But the biggest problem with the tablet turned out to be the touchscreen: after the first few days it started misbehaving, randomly losing touch functionality and forcing me to use the keyboard to do anything. At first it was just a random glitch and went away after a restart; but later it returned increasingly often, until at some point the touch screen failed completely. I have tried several solutions, from cold shutdowns to fiddling with the device manager to reinstalling drivers, but in the end nothing worked. There’s a huge thread on the Lenovo forums debating the problem with a range of questionable solutions. Finally I returned the original tablet to the store and got it replaced. The clerk there said it’s most likely a software issue caused by updates – and sure enough, the issue first appeared after a big Windows update. It happened again with the second tablet a couple of times, always after a software update, but this time around touch returned after restarting. If it was indeed a driver conflict, some update down the line fixed it, I haven’t had the problem for the last three of four months. The last time I checked the automatic brightness it was also working more smoothly, so somebody must be still working on improving compatibility – probably from Microsoft.
Even if I’m a minority, I love working with Windows 8’s touch mode. Now I find myself often reaching for the laptop screen on, forgetting it’s not equipped with touch. That’s why I’m a little concerned and skeptical about the direction Microsoft is taking with Windows 10. While I don’t plan to test the preview, I can get an idea from other people’s reports. It seems that the new OS will be predominately designed to please the existing desktop users, while neglecting many of the interesting innovations for touch. It’s still many months away, so there’s still time to work on the touch aspects, so that Windows 10 can become a step forward on both fronts, not just on desktop.

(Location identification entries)
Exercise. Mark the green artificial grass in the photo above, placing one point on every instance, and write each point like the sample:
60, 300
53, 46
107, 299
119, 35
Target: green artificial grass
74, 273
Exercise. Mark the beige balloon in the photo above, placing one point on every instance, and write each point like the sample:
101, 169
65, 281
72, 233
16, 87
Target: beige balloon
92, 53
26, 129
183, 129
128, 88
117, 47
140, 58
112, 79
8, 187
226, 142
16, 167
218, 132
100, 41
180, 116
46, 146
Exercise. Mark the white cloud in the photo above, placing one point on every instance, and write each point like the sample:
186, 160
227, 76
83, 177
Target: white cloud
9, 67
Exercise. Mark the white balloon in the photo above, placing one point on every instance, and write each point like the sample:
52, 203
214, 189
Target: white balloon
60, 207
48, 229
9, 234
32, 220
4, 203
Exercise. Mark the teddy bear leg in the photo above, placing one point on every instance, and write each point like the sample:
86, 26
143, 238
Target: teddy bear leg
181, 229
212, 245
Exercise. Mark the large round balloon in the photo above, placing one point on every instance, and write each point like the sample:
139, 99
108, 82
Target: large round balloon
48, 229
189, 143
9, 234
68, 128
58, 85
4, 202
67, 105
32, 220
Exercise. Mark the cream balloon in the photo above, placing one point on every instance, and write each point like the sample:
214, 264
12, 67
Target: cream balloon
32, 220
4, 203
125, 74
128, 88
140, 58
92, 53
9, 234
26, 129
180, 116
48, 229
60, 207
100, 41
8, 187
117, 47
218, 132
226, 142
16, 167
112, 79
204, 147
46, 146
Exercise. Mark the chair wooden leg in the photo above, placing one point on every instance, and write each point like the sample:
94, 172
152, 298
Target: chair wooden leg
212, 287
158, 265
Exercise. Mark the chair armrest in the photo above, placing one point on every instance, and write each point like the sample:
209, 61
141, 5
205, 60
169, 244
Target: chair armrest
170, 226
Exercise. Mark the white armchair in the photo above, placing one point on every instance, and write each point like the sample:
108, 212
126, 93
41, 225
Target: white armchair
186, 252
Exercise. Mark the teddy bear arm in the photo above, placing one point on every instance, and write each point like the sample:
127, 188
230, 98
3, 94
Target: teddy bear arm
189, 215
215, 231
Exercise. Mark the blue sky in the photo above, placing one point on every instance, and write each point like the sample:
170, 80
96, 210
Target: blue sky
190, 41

### [Challenge]
Can you resume the piece on the Lenovo tablet and Windows touch mode, picking up right after its final sentence?

### [Response below]
Really missing the charms bar in new Windows 10 that made it so easy to change wifi or brightness. Still can't find brightness control.— Danny Sullivan (@dannysullivan) January 24, 2015
Also wish tablet mode in Windows 10 would let you just swipe between apps as Windows 8 did, the one nice thing from Win8— Danny Sullivan (@dannysullivan) January 24, 2015
When I was done configuring the iPad and picked up my Surface, I felt relief, knowing that the same task would have been simple on that device. I could have simply kept 1Password visible in a split-screen view. To me, that’s Windows 8: the power of a desktop operating system, combined with the simplicity of an iPad. The Surface is an iPad without the drawbacks of the iPad.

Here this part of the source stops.